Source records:

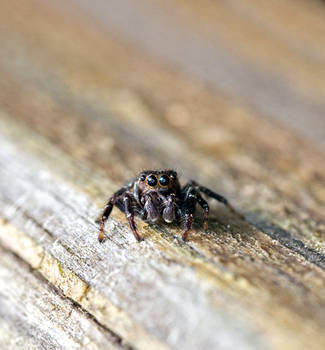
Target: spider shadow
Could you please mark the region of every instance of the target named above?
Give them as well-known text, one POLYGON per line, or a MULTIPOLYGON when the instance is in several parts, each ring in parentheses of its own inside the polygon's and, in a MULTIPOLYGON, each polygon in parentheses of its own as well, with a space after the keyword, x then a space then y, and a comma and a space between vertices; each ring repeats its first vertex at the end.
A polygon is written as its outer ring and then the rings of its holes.
POLYGON ((246 214, 244 218, 239 218, 236 214, 221 206, 210 211, 208 225, 208 230, 205 231, 203 229, 203 215, 196 212, 193 231, 197 236, 220 239, 229 235, 232 237, 239 235, 242 240, 247 240, 254 236, 256 232, 256 229, 246 220, 246 214))
MULTIPOLYGON (((229 212, 227 208, 222 207, 211 210, 207 231, 203 228, 203 212, 197 210, 194 214, 193 225, 186 241, 182 239, 184 233, 184 219, 182 218, 178 222, 169 224, 163 221, 157 223, 145 222, 150 228, 158 231, 166 239, 172 238, 181 245, 191 242, 203 243, 206 240, 226 239, 229 236, 238 237, 238 235, 240 235, 242 241, 245 241, 249 238, 251 239, 256 232, 256 229, 245 219, 238 218, 235 214, 229 212)), ((145 236, 144 238, 146 239, 145 236)))

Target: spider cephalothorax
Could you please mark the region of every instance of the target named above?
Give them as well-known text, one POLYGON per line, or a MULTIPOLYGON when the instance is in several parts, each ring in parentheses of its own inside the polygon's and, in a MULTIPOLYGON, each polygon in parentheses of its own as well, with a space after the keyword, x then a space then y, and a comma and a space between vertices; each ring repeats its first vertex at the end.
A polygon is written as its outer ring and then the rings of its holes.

WHAT IS EXPECTED: What is needed is an exact repeat of the records, with every picture left out.

WRITTEN REPLY:
Target: spider shadow
Could you please mark the region of every instance of the target named above?
Give them as well-known text, one POLYGON per line, or a MULTIPOLYGON when the instance is in several parts, each ring in parentheses of its own inside the polygon's and, in a MULTIPOLYGON, each polygon in parentheses of its own as well, with a space after the keyword, x then a space then y, and a comma and a space between vertices; each ring repeats its first vertex at the end.
A polygon is written as its outer ring and then the rings of its holes.
POLYGON ((246 214, 244 218, 239 218, 236 214, 221 206, 210 211, 208 225, 208 230, 205 231, 203 229, 203 215, 196 212, 193 231, 197 236, 220 239, 229 235, 232 237, 239 235, 242 240, 247 240, 254 236, 256 232, 256 229, 246 220, 246 214))
MULTIPOLYGON (((229 212, 227 208, 222 207, 211 210, 207 231, 203 228, 203 212, 197 210, 194 214, 193 225, 186 241, 182 239, 184 233, 184 219, 182 218, 178 222, 169 224, 163 221, 157 223, 145 222, 150 228, 158 231, 166 239, 172 238, 181 245, 191 242, 203 243, 206 240, 226 239, 229 236, 238 237, 238 235, 240 235, 242 241, 245 241, 249 238, 251 239, 256 232, 256 229, 245 219, 238 218, 235 214, 229 212)), ((145 236, 144 238, 146 239, 145 236)))

Target: spider cephalothorax
Could you please mark the region of every instance of the target named above?
Give them as well-known text, one POLYGON per line, or a MULTIPOLYGON when the instance is in several parts, each ring in parentheses of its own inside the polygon's and, in a MULTIPOLYGON, each polygon in parentheses of its own as well, with a space after the keyword, x then a space then y, and a comma and a space between vertices; each ring repeats its first vertex at the end.
A polygon is written as its outer ring and then the rings of its holes.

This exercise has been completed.